■ Study text:
======

Octogenarians fare well after aortic valve replacements
Research Activities, March 2010, No. 355
Severe aortic stenosis occurs when the heart's aortic valve narrows and obstructs blood flow, causing the heart to work harder to pump blood. This extra work weakens the heart, further limiting the amount of blood it can pump. Fortunately, a surgery that replaces the aortic valve can extend the lives of those who suffer from aortic stenosis. Even people in their 80s who undergo aortic valve replacement (AVR) surgery have life expectancies similar to their elderly counterparts, according to a new study.
Donald S. Likosky, Ph.D., of Dartmouth-Hitchcock Medical Center, and colleagues studied 7,584 patients who had AVRs from 1987 to 2006. They found that more than half of the patients were alive 6 years after the surgery, mirroring the life expectancy of the general population. In fact, survival rates were 6.8 years for patients who were 80 to 84 and 6.2 years for patients who were 85 and older.
Octogenarians who had both AVR and coronary artery bypass graft (CABG) surgeries had similar long-term survival rates, with patients aged 80 to 84 living an additional 6.8 years and patients older than 85 living an average of 7.1 years. However, patients who underwent AVR and CABG had higher 30-day mortality rates than patients who had AVR only (6.2 vs. 3.7 percent for patients younger than 80, 9.4 vs. 6.7 percent for patients aged 80 to 84, but 8.5 vs. 11.7 percent for patients 85 and older).
As the number of octogenarians in the United States grows, so will the number of AVRs for elderly patients. These findings demonstrate that AVRs are an effective way to safely extend these patients' lives. This study was funded in part by the Agency for Healthcare Research and Quality (HS15663).
See "Long-term survival of the very elderly undergoing aortic valve surgery," Dr. Likosky, Meredith J. Sorensen, M.D., Lawrence J. Dacey, M.D., and others in the September 15, 2009, Circulation 120(Suppl. 1), pp. S127-S133.

======

■ Task list:
1) In the aortic valve study, update the passage from "As the number" to "1), pp. S127-S133." so that "octogenarians" becomes "people in their 80s".
2) Decide whether each statement agrees with the aortic valve study, answering yes or no and quoting the words of the text that decide it.
(a) The patients studied had their AVRs between 1987 and 2006.
(b) The study was funded entirely by the Agency for Healthcare Research and Quality.
(c) Fewer than half of the patients were alive 6 years after the surgery.
3) Answer these questions from the aortic valve study.
(a) At which institution is Donald S. Likosky?
(b) In which journal, and on what date, was the study published?
(c) On average, how much longer did patients older than 85 live after having both AVR and CABG surgeries?

======

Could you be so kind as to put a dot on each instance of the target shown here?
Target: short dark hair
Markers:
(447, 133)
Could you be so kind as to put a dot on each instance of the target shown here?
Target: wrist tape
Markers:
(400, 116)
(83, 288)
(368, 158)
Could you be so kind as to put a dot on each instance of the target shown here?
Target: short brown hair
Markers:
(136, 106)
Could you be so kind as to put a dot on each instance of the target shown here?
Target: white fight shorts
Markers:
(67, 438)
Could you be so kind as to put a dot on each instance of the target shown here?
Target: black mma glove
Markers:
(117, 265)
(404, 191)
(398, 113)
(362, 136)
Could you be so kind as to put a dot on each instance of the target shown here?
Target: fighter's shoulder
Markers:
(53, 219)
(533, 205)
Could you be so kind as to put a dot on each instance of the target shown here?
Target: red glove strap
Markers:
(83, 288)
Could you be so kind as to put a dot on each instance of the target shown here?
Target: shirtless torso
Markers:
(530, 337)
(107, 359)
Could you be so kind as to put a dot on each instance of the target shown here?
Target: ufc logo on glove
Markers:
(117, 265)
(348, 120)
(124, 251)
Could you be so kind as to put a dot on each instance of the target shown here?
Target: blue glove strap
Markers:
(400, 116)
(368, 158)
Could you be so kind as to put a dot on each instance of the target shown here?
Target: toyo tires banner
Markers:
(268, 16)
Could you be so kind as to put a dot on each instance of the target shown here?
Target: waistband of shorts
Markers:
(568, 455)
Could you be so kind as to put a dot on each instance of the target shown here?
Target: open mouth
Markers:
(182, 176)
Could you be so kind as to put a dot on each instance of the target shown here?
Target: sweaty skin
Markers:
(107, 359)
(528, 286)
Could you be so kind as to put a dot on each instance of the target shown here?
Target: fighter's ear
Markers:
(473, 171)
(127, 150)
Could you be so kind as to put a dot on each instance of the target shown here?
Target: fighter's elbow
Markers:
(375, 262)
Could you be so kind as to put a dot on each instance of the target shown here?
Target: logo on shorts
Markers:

======

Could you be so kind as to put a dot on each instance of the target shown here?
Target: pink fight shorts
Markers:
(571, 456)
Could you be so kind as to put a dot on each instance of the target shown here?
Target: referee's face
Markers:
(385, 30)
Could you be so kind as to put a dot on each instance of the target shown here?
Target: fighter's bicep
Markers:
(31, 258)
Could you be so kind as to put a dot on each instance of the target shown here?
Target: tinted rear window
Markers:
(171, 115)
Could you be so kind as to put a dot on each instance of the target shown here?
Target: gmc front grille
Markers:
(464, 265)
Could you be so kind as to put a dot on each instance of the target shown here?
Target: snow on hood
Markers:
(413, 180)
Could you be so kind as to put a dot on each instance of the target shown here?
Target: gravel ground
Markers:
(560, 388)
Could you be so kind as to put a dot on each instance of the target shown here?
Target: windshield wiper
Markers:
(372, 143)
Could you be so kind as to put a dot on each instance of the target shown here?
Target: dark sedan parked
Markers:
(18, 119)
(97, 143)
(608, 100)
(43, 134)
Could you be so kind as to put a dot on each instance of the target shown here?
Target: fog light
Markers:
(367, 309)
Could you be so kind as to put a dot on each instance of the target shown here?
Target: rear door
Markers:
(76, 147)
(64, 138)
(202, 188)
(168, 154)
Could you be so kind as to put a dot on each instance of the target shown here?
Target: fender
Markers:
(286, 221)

======

■ Results in order:
1)
As the number of people in their 80s in the United States grows, so will the number of AVRs for elderly patients. These findings demonstrate that AVRs are an effective way to safely extend these patients' lives. This study was funded in part by the Agency for Healthcare Research and Quality (HS15663).
See "Long-term survival of the very elderly undergoing aortic valve surgery," Dr. Likosky, Meredith J. Sorensen, M.D., Lawrence J. Dacey, M.D., and others in the September 15, 2009, Circulation 120(Suppl. 1), pp. S127-S133.

2)
(a) Yes: "studied 7,584 patients who had AVRs from 1987 to 2006"
(b) No: "This study was funded in part by the Agency for Healthcare Research and Quality (HS15663)."
(c) No: "more than half of the patients were alive 6 years after the surgery"

3)
(a) Dartmouth-Hitchcock Medical Center
(b) Circulation, September 15, 2009
(c) 7.1 years